WORK REQUEST: Select from the records below every line that has the word "marble" in it.

+ + +

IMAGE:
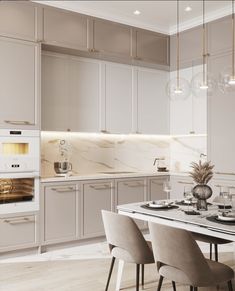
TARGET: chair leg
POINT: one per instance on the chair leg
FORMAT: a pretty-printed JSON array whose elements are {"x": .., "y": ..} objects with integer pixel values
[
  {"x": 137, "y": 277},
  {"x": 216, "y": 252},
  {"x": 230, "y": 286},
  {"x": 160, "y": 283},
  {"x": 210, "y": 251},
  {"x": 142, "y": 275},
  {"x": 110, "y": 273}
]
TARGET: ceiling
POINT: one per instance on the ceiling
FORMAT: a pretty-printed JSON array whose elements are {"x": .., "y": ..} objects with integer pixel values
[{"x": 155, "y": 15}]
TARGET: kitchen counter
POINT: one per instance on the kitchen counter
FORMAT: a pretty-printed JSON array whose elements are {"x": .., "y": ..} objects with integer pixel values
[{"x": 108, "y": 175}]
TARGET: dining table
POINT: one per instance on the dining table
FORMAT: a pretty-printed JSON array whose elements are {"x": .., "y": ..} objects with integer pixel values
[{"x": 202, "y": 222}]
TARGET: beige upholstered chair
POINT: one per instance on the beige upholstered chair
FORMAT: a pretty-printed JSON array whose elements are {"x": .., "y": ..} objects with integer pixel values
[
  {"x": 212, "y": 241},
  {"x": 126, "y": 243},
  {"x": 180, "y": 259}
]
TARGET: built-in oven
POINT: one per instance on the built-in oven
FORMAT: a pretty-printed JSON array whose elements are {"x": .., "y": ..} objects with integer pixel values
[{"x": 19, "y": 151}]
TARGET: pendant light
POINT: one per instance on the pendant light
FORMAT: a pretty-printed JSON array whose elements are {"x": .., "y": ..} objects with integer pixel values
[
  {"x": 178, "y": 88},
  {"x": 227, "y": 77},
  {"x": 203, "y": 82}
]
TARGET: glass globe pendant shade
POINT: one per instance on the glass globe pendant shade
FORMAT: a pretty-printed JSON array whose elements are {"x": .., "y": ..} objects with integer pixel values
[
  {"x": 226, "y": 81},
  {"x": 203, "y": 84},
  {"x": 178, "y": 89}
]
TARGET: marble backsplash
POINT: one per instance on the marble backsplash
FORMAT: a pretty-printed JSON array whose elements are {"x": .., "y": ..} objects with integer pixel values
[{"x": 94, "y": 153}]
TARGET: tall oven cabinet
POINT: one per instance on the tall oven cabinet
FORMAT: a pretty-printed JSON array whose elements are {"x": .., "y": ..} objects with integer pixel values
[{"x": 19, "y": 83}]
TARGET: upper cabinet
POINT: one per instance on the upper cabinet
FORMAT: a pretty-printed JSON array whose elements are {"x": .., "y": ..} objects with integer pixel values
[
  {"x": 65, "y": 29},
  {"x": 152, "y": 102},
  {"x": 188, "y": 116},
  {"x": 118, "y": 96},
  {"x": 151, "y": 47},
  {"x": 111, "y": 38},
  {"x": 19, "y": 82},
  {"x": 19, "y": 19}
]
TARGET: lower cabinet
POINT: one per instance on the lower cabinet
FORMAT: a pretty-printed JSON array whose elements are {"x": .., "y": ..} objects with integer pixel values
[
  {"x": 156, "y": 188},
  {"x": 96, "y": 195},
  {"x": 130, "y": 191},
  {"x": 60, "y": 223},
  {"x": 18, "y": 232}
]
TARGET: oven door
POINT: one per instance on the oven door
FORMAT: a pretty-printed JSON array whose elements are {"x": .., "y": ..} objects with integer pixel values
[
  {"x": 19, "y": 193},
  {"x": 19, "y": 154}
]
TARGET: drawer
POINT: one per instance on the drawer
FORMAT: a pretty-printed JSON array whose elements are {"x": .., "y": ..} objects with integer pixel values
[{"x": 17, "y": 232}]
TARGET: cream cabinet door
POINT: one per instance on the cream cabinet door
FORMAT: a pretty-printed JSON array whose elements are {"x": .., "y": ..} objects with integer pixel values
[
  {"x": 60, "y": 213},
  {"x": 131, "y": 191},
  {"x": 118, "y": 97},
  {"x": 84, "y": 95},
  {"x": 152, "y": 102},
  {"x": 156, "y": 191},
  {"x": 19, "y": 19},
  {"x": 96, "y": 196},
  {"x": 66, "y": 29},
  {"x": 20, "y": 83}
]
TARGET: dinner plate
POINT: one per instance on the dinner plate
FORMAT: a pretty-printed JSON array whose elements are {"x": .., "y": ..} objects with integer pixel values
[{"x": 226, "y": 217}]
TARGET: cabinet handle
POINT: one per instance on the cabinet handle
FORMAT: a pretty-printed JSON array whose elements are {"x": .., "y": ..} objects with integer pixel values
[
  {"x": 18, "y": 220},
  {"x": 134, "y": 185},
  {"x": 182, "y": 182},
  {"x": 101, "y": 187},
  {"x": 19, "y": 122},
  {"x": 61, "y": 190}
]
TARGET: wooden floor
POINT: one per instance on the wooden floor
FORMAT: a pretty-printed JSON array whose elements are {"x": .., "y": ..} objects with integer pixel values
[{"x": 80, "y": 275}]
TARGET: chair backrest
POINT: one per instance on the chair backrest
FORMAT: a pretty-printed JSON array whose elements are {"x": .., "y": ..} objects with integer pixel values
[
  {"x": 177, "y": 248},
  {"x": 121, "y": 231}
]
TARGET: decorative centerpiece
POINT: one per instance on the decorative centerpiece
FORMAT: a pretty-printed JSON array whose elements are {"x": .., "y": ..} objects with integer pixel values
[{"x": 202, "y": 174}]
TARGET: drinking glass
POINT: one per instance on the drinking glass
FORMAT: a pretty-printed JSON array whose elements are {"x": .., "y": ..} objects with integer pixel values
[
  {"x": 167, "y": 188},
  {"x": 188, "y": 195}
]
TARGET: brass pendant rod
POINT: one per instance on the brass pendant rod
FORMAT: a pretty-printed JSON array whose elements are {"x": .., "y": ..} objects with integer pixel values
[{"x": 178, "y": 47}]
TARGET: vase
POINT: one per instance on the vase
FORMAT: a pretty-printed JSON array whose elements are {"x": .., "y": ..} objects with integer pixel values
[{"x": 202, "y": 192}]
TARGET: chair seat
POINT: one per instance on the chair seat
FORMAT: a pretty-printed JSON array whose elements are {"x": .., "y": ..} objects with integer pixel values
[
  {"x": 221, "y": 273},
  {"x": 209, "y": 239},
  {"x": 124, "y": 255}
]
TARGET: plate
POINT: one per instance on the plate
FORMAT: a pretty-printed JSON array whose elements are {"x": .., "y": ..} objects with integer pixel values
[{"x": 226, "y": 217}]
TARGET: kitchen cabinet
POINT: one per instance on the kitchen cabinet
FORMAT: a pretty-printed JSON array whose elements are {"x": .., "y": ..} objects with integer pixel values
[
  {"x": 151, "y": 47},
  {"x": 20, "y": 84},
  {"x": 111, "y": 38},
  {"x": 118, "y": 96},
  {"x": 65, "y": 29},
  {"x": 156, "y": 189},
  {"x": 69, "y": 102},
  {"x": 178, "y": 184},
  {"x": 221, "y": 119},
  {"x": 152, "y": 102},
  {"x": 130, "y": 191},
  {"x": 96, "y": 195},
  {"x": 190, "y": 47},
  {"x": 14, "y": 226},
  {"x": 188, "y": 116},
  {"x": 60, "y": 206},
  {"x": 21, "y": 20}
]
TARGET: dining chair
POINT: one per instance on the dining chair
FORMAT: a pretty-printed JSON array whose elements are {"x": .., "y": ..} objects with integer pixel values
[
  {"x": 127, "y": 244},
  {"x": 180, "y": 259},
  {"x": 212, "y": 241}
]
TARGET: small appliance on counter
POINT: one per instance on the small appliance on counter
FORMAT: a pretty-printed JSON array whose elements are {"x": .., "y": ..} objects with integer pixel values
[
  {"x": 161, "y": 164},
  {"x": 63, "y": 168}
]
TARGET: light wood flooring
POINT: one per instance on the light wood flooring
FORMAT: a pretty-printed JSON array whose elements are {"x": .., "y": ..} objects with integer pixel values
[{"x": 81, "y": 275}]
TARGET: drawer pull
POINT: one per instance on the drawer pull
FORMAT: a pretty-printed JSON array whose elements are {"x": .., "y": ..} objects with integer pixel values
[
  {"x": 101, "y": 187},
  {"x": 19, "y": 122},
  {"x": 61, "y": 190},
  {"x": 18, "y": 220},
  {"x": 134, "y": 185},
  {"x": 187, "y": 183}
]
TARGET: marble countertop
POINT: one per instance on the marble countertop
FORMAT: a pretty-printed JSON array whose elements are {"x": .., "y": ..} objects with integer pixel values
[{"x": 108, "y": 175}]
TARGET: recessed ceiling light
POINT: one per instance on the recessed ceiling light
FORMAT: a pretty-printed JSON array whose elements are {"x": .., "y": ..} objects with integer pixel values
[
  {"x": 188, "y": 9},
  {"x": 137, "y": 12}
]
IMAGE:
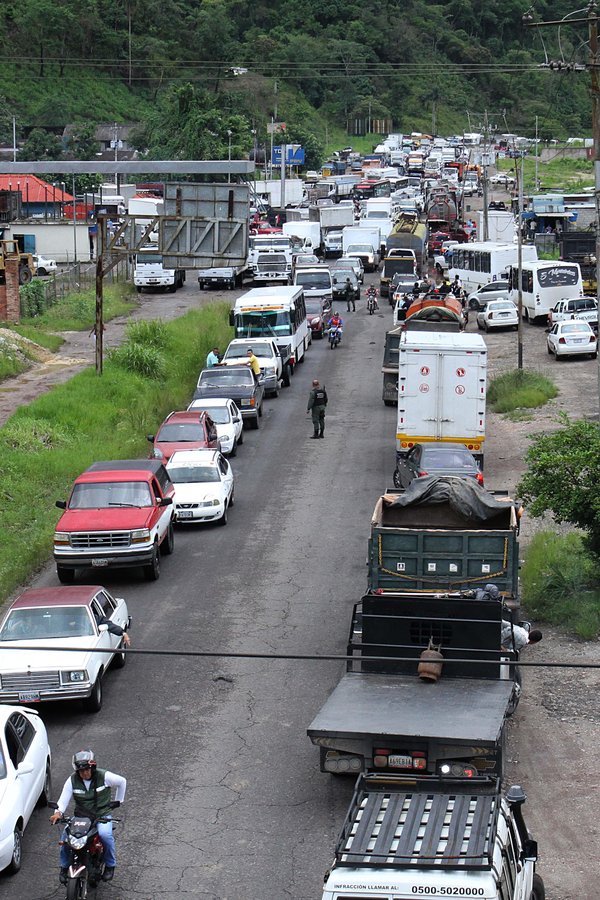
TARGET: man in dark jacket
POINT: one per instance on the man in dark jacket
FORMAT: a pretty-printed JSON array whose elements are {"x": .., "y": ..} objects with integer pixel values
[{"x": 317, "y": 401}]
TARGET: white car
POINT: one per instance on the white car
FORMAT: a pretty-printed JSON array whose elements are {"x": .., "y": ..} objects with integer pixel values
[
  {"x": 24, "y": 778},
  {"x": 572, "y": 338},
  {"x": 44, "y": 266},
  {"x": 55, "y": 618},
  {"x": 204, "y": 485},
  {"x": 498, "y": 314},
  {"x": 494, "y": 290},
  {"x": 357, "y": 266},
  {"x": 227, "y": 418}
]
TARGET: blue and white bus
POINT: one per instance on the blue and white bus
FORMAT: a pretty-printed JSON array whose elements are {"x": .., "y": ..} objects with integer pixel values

+ + +

WRITTEN RESPONSE:
TARGET: marble backsplash
POINT: one per instance on the marble backsplash
TARGET: marble countertop
POINT: one per instance on the marble countertop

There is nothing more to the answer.